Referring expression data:
---------------

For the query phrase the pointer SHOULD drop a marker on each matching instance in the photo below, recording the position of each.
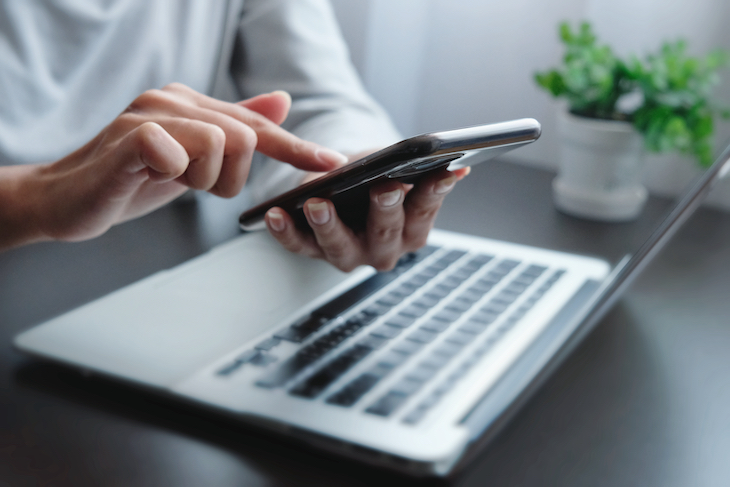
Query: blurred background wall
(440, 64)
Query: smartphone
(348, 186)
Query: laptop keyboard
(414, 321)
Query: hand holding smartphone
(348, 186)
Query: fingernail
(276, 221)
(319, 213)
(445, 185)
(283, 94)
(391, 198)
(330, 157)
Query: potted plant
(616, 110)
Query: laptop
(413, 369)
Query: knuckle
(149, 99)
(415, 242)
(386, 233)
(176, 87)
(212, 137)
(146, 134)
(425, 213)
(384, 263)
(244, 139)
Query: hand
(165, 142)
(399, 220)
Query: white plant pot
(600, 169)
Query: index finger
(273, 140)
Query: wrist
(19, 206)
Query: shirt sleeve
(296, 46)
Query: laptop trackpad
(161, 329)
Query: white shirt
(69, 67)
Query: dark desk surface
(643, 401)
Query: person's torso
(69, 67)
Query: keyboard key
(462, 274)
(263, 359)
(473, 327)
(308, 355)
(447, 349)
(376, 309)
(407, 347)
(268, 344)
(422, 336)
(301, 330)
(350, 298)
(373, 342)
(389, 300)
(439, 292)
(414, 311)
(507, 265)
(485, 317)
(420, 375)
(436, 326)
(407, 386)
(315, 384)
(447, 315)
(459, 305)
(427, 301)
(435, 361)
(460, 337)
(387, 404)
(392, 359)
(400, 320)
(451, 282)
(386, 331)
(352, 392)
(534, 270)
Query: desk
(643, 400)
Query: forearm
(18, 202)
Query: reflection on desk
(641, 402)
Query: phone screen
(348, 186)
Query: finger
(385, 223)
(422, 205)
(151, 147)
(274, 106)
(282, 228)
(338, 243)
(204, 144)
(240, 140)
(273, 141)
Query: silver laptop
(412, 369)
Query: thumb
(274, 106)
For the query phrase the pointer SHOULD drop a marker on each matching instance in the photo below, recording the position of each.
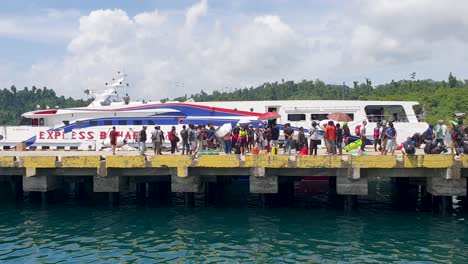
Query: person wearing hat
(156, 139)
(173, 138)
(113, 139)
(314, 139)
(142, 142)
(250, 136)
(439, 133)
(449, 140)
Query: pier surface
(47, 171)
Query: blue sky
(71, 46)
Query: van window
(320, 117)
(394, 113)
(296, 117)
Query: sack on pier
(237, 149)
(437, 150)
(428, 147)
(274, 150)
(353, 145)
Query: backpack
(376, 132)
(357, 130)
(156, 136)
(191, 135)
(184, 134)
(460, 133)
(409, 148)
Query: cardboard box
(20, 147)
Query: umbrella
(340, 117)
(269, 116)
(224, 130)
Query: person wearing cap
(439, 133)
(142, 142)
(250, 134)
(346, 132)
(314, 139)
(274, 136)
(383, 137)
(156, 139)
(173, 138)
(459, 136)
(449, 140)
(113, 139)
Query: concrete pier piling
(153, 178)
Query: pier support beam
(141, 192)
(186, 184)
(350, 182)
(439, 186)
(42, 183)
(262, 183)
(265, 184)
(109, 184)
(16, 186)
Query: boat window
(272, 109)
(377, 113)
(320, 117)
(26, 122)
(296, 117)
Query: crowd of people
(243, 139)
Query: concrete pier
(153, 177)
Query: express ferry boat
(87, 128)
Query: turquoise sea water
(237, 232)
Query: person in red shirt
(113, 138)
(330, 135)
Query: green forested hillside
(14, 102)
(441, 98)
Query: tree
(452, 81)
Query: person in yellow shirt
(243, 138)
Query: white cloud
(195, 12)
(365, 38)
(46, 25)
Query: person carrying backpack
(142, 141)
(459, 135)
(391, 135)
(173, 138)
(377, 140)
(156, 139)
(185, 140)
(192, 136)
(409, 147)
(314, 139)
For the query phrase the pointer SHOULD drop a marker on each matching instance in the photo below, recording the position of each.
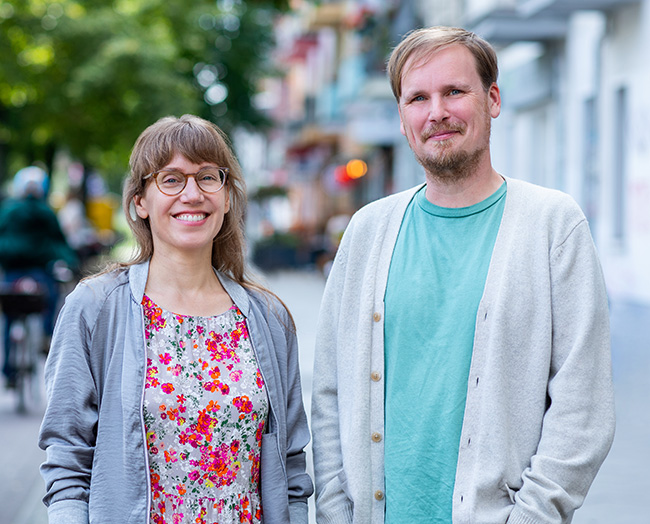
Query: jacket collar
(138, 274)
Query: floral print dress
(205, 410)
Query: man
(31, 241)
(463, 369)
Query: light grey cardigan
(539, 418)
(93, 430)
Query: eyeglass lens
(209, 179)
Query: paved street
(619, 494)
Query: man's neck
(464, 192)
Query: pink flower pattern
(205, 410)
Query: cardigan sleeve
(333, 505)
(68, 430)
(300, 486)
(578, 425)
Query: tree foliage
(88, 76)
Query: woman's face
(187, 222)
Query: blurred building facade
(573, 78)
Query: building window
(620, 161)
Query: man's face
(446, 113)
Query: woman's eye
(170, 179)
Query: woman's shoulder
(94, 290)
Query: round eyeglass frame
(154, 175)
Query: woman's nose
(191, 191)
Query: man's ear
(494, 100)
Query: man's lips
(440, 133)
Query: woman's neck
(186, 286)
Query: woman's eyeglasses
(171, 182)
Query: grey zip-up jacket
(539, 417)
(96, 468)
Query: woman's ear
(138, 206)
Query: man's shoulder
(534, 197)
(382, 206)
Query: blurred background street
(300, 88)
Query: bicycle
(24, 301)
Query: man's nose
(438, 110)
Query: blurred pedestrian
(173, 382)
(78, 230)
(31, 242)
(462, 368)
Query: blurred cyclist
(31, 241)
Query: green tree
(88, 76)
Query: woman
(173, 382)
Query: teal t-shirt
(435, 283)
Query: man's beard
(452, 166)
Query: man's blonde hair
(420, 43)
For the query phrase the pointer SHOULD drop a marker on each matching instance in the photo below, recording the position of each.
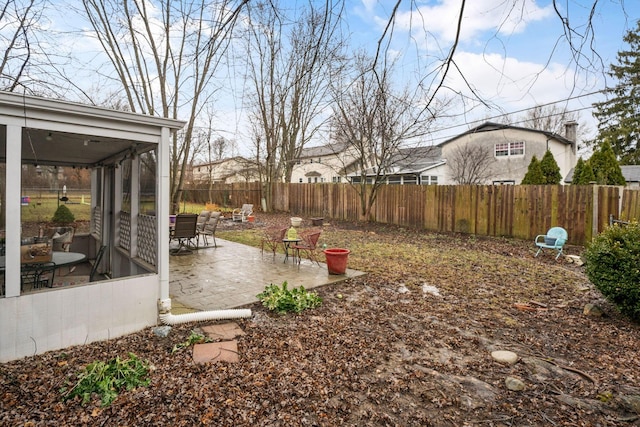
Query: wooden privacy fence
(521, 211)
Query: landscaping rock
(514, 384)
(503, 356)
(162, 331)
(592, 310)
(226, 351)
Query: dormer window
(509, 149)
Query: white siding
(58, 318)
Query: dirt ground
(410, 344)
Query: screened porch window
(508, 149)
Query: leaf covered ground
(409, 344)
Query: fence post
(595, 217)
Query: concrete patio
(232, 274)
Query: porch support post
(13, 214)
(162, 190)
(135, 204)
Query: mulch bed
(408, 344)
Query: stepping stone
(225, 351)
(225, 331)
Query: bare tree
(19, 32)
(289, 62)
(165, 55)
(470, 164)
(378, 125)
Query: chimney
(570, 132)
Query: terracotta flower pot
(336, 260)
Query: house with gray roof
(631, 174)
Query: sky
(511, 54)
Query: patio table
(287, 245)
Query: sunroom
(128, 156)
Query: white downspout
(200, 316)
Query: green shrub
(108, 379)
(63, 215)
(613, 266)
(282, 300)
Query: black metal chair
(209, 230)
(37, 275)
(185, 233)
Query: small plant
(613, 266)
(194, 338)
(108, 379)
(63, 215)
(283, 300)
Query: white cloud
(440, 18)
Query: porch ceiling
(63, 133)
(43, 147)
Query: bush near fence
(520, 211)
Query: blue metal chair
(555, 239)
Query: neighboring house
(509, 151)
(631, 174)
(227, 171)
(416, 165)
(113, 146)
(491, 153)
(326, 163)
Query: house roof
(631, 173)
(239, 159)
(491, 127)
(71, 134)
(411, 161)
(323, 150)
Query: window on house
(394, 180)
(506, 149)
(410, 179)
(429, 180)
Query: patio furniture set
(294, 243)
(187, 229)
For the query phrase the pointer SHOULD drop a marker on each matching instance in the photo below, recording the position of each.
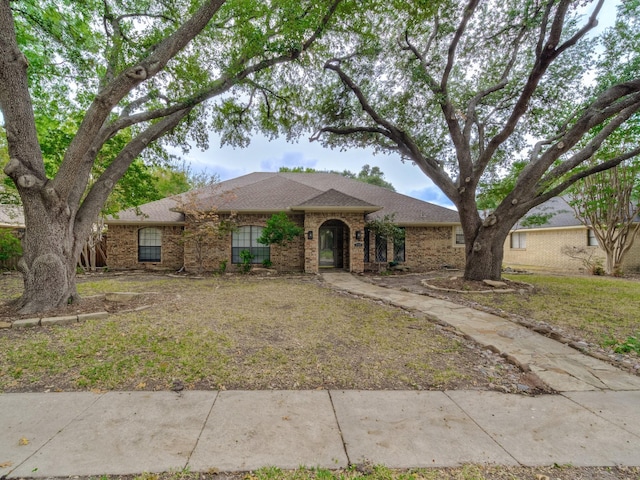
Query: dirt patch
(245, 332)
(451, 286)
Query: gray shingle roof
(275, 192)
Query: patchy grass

---------------

- _WHAT IS BEING ASKED_:
Write out the entries above verbatim, without pictures.

- _ANSWER BOX_:
For the query phrase the pointer SHOULD drop a marker on each matching instance in the photo below, recording the position of each.
Query: blurred background wall
(440, 64)
Query: smartphone
(348, 186)
Query: laptop keyboard
(414, 321)
Query: hand holding smartphone
(348, 186)
Query: fingernail
(276, 221)
(319, 213)
(445, 185)
(283, 94)
(391, 198)
(330, 157)
Query: potted plant
(616, 110)
Query: laptop
(413, 369)
Query: knuckle
(149, 99)
(415, 242)
(386, 233)
(176, 87)
(212, 137)
(146, 134)
(425, 213)
(384, 263)
(244, 139)
Query: hand
(165, 142)
(399, 220)
Query: white plant pot
(600, 169)
Query: index finger
(273, 140)
Query: wrist
(19, 206)
Query: shirt sleeve
(296, 46)
Query: laptop trackpad
(161, 329)
Query: white shirt
(69, 67)
Query: dark desk surface
(643, 401)
Query: person's torso
(69, 67)
Query: keyboard key
(462, 274)
(263, 359)
(473, 327)
(308, 355)
(447, 349)
(376, 309)
(407, 347)
(268, 344)
(422, 336)
(301, 330)
(350, 298)
(373, 342)
(389, 300)
(439, 292)
(414, 311)
(507, 265)
(485, 317)
(420, 375)
(436, 326)
(407, 386)
(315, 384)
(447, 315)
(459, 305)
(427, 301)
(435, 361)
(460, 337)
(387, 404)
(392, 359)
(400, 320)
(451, 282)
(386, 331)
(352, 392)
(534, 270)
Query: desk
(643, 400)
Query: forearm
(18, 202)
Query: reflection on desk
(641, 402)
Query: phone screen
(348, 186)
Query: finger
(385, 223)
(422, 205)
(151, 147)
(274, 106)
(282, 228)
(338, 243)
(204, 144)
(240, 140)
(273, 141)
Query: silver laptop
(412, 369)
Query: thumb
(274, 106)
For the query phrase the pointer SHOULD drop a marker on each matching instance in the photo below, recording the position of each.
Query: person wearing hat
(156, 139)
(173, 138)
(113, 139)
(314, 139)
(142, 142)
(250, 136)
(439, 133)
(449, 140)
Query: pier surface
(47, 171)
Query: blue sky
(71, 46)
Query: van window
(320, 117)
(394, 113)
(296, 117)
Query: sack on pier
(237, 149)
(437, 150)
(428, 147)
(274, 150)
(353, 145)
Query: backpack
(376, 132)
(357, 130)
(156, 136)
(191, 135)
(184, 134)
(460, 133)
(409, 148)
Query: cardboard box
(20, 147)
Query: umbrella
(340, 117)
(269, 116)
(224, 130)
Query: person wearing cap
(439, 133)
(142, 142)
(250, 134)
(346, 132)
(314, 139)
(274, 136)
(383, 137)
(156, 139)
(173, 138)
(459, 136)
(449, 140)
(113, 139)
Query: concrete pier piling
(153, 178)
Query: pier support beam
(141, 192)
(186, 184)
(350, 182)
(439, 186)
(42, 183)
(262, 183)
(265, 184)
(109, 184)
(16, 186)
Query: boat window
(272, 109)
(377, 113)
(320, 117)
(26, 122)
(296, 117)
Query: crowd of people
(243, 139)
Query: concrete pier
(153, 177)
Query: express ferry boat
(87, 128)
Query: turquoise sea water
(237, 232)
Query: person in red shirt
(113, 138)
(330, 135)
Query: green forested hillside
(14, 102)
(441, 98)
Query: tree
(452, 81)
Query: person in yellow shirt
(243, 138)
Query: white cloud
(195, 12)
(365, 38)
(46, 25)
Query: person carrying backpack
(142, 141)
(459, 135)
(391, 135)
(173, 138)
(377, 140)
(156, 139)
(185, 140)
(192, 136)
(409, 147)
(314, 139)
For the query phrase the pointer SHOULD drop a marker on each matching instance in the photo below, recording the position of each.
Query: jacket collar
(138, 274)
Query: floral print dress
(205, 410)
Query: man
(31, 241)
(463, 369)
Query: light grey cardigan
(539, 418)
(93, 430)
Query: eyeglass lens
(209, 179)
Query: paved street
(619, 494)
Query: man's neck
(464, 192)
Query: pink flower pattern
(205, 410)
Query: cardigan sleeve
(333, 505)
(68, 430)
(300, 486)
(578, 425)
Query: tree foliage
(88, 76)
Query: woman's face
(187, 222)
Query: blurred building facade
(573, 78)
Query: building window
(620, 161)
Query: man's face
(446, 113)
Query: woman's eye
(170, 179)
Query: woman's shoulder
(94, 290)
Query: round eyeglass frame
(154, 175)
Query: woman's nose
(191, 191)
Query: man's ear
(494, 100)
Query: man's lips
(440, 133)
Query: woman's neck
(186, 286)
Query: woman's eyeglasses
(171, 182)
Query: grey zip-up jacket
(539, 417)
(96, 468)
Query: woman's ear
(138, 206)
Query: man's shoulder
(534, 197)
(382, 206)
Query: blurred background street
(300, 88)
Query: bicycle
(24, 301)
Query: man's nose
(438, 110)
Query: blurred pedestrian
(173, 382)
(78, 230)
(31, 242)
(462, 368)
Query: blurred cyclist
(31, 241)
Query: green tree
(88, 76)
Query: woman
(173, 382)
Query: teal t-shirt
(435, 283)
Query: man's beard
(452, 166)
Query: man's blonde hair
(420, 43)
For the query phrase the pointer SHOULD drop a marker on each matching instance in the photo below, recording the position of each.
Query: wooden privacy fence
(521, 211)
Query: landscaping rock
(514, 384)
(503, 356)
(162, 331)
(592, 310)
(226, 351)
Query: dormer window
(509, 149)
Query: white siding
(58, 318)
Query: dirt ground
(410, 344)
Query: screened porch window
(508, 149)
Query: leaf covered ground
(409, 344)
Query: fence post
(595, 217)
Query: concrete patio
(232, 274)
Query: porch support post
(13, 214)
(162, 190)
(135, 204)
Query: mulch bed
(408, 344)
Query: stepping stone
(225, 351)
(225, 331)
Query: bare tree
(19, 32)
(289, 62)
(165, 55)
(470, 164)
(378, 125)
Query: chimney
(570, 132)
Query: terracotta flower pot
(336, 260)
Query: house with gray roof
(631, 174)
Query: sky
(511, 54)
Query: patio table
(287, 245)
Query: sunroom
(128, 156)
Query: white downspout
(200, 316)
Query: green shrub
(108, 379)
(63, 215)
(613, 266)
(282, 300)
Query: black metal chair
(209, 230)
(37, 275)
(185, 233)
Query: small plant
(613, 266)
(194, 338)
(108, 379)
(63, 215)
(283, 300)
Query: white cloud
(440, 18)
Query: porch ceiling
(63, 133)
(43, 147)
Query: bush near fence
(520, 211)
Query: blue metal chair
(555, 239)
Query: neighboring house
(509, 151)
(631, 174)
(227, 171)
(416, 165)
(113, 146)
(491, 153)
(326, 163)
Query: house roof
(631, 173)
(239, 159)
(491, 127)
(71, 134)
(411, 161)
(323, 150)
Query: window on house
(394, 180)
(506, 149)
(410, 179)
(429, 180)
Query: patio furniture set
(294, 243)
(187, 229)
For the query phrase the pointer SHOULD drop a marker on each matching instance in the photo below, recording the position of each.
Query: dirt patch
(245, 332)
(451, 286)
Query: gray shingle roof
(275, 192)
Query: patchy grass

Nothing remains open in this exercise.